Kutipan Teks:
------------------------------------

Lakukan pemeriksaan distribusi densitas menggunakan R dan Python pada setiap variabel kuantitatif dengan beberapa bagian sebagai berikut:

  • Univariat numerik
library(ggplot2)
ggplot(dataloan, aes(x = ApplicantIncome))+
  geom_density()

ggplot(dataloan, aes(x = CoapplicantIncome))+
  geom_density()

ggplot(dataloan, aes(x = LoanAmount))+
  geom_density()

  • Bivariat numerik
library(plotly)
## Warning: package 'plotly' was built under R version 4.2.1
## 
## Attaching package: 'plotly'
## The following object is masked from 'package:Hmisc':
## 
##     subplot
## The following object is masked from 'package:ggplot2':
## 
##     last_plot
## The following object is masked from 'package:stats':
## 
##     filter
## The following object is masked from 'package:graphics':
## 
##     layout
bivariat <- ggplot(dataloan, aes(x = ApplicantIncome, y = LoanAmount)) + 
  geom_point(alpha = .5) +
  geom_density_2d()

------------------------------------

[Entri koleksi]

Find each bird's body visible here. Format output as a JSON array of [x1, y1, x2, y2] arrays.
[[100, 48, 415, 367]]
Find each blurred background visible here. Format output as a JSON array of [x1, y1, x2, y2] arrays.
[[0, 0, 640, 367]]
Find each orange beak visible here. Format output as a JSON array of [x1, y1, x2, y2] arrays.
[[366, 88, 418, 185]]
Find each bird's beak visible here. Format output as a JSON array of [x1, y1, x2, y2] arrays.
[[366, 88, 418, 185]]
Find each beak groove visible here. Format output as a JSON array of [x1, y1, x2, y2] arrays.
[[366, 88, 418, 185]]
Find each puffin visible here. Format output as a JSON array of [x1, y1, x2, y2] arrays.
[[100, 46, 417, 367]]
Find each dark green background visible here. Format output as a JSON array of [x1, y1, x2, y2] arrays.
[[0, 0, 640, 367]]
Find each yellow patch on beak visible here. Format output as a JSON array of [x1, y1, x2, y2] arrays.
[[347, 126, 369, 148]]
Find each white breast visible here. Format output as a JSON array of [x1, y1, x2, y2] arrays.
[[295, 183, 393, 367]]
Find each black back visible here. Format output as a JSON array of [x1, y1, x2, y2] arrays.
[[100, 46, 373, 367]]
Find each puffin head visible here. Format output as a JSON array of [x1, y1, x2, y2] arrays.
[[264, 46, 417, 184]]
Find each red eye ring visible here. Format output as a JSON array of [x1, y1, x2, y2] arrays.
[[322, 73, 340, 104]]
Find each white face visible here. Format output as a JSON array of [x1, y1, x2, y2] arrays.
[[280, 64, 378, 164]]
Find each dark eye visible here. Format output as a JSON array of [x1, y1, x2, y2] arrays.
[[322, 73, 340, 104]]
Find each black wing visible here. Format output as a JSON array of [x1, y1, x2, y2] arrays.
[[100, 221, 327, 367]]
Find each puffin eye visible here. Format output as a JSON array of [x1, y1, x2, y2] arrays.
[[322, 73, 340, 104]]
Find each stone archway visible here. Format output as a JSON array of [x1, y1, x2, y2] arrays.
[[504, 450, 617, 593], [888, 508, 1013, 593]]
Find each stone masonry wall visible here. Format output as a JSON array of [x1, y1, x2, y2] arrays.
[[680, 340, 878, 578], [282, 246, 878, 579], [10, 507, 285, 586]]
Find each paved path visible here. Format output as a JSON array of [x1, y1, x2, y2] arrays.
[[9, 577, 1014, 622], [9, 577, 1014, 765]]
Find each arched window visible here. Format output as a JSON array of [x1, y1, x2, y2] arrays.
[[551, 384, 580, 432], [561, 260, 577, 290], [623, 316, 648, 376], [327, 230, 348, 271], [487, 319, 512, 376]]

------------------------------------

Tujuan 1: Dalam kutipan tentang pemeriksaan distribusi densitas, fungsi apa yang ditambahkan ke ggplot untuk bagian univariat numerik?
Tujuan 2: Tolong sambung kutipan tentang pemeriksaan distribusi densitas dengan R dan Python, mulai setelah baris terakhirnya.

Hasil 1: geom_density()

Hasil 2:
ggplotly(bivariat)
bivariat2 <- ggplot(dataloan, aes(x = ApplicantIncome, y = CoapplicantIncome)) + 
  geom_point(alpha = .5) +
  geom_density_2d()
ggplotly(bivariat2)
  • Multivariat numerik
library(GGally)
## Warning: package 'GGally' was built under R version 4.2.1
## Registered S3 method overwritten by 'GGally':
##   method from   
##   +.gg   ggplot2
## 
## Attaching package: 'GGally'
## The following object is masked from 'package:funModeling':
## 
##     range01
ggpairs(dataloan_num)

Tugas 5

Lakukan proses pengujian Hipotesis menggunakan R dan Python pada setiap variabel kuantitatif dengan beberapa bagian sebagai berikut:

  • Hitunglah margin of error dan estimasi interval untuk proporsi peminjam bejenis kelamin perempuan dalam pada tingkat kepercayaan 95%.
k = sum(dataloan.clean$Gender == "Female")
n = sum(count(dataloan.clean))
pbar = k/n 
SE = sqrt (pbar*(1-pbar)/n); SE
## [1] 0.01750393
E = qnorm(.975)*SE; E
## [1] 0.03430707
pbar + c(-E, E)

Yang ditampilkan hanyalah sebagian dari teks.